___ ENTRIES SHOWN ___
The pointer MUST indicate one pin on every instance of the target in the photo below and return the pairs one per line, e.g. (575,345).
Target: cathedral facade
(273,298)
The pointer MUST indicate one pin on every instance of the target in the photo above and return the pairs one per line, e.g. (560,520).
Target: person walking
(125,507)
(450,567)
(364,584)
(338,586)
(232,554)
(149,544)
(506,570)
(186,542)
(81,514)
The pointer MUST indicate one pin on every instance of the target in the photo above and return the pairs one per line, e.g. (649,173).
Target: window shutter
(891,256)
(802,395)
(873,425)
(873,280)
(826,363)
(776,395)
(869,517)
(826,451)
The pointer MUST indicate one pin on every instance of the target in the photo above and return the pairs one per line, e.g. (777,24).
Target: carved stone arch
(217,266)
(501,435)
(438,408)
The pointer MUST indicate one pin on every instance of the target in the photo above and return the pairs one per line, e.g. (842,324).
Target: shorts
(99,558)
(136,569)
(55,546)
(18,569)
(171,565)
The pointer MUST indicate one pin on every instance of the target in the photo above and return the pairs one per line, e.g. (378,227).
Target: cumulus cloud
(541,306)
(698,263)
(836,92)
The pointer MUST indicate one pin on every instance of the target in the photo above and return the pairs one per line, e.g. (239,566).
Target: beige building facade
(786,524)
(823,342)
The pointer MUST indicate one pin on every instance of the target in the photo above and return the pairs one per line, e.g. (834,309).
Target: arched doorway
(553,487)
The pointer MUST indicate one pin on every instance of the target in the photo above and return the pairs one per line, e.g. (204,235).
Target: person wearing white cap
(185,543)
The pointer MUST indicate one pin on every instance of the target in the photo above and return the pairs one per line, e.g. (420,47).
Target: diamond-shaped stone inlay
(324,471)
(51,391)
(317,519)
___
GIVEN REQUEST ▸ Print all of the material above again, line for line and word for word, from the first line through the last.

RESPONSE TO THE TASK ▸
The pointer MUST indicate one pin on every instance of the target in the photo below and return the pairs one per line, e.g. (575,345).
Target: cathedral facade
(273,298)
The pointer MUST indicate one pin on every instance of the target in the photo above and return the pairs one per line, e.g. (560,520).
Target: person walking
(125,507)
(450,567)
(364,584)
(338,586)
(232,554)
(149,544)
(506,570)
(186,542)
(81,514)
The pointer MUST indicate one pin on every instance of the target in the photo above and return the pairs one per line, e.g. (649,173).
Target: window shutter
(891,256)
(802,395)
(873,425)
(873,280)
(826,363)
(776,395)
(869,517)
(826,451)
The pointer MUST indicate one pin on every instance of the target in the photo above and return the pairs one per line, e.g. (777,24).
Target: carved stone arch
(217,266)
(501,435)
(438,408)
The pointer MUST indicate one pin on every instance of the target in the photo above and return the pairs one per line, e.g. (842,324).
Target: shorts
(99,558)
(136,569)
(55,546)
(18,569)
(171,565)
The pointer MUST indicate one pin on every instance of the target in the photo above and return the pairs one per line, e.g. (378,227).
Target: cumulus cloud
(541,306)
(698,263)
(836,92)
The pointer MUST indicate one pin on every instance of the target in the photo above and return the pairs one per line, e.g. (239,566).
Target: beige building facade
(786,524)
(823,342)
The pointer MUST indicate one pin on every instance of the target in the photo above and return the pairs one per line, e.g. (834,309).
Target: arched doorway
(553,487)
The pointer MUST indicate one pin on every instance of the target in the photo above and return the pairs one per line, e.g. (204,235).
Target: person wearing white cap
(185,543)
The pointer MUST indicate one pin on every instance of the target in the photo above and return the pairs one per line, e.g. (420,47).
Target: diamond-shaped stone inlay
(324,471)
(51,391)
(317,519)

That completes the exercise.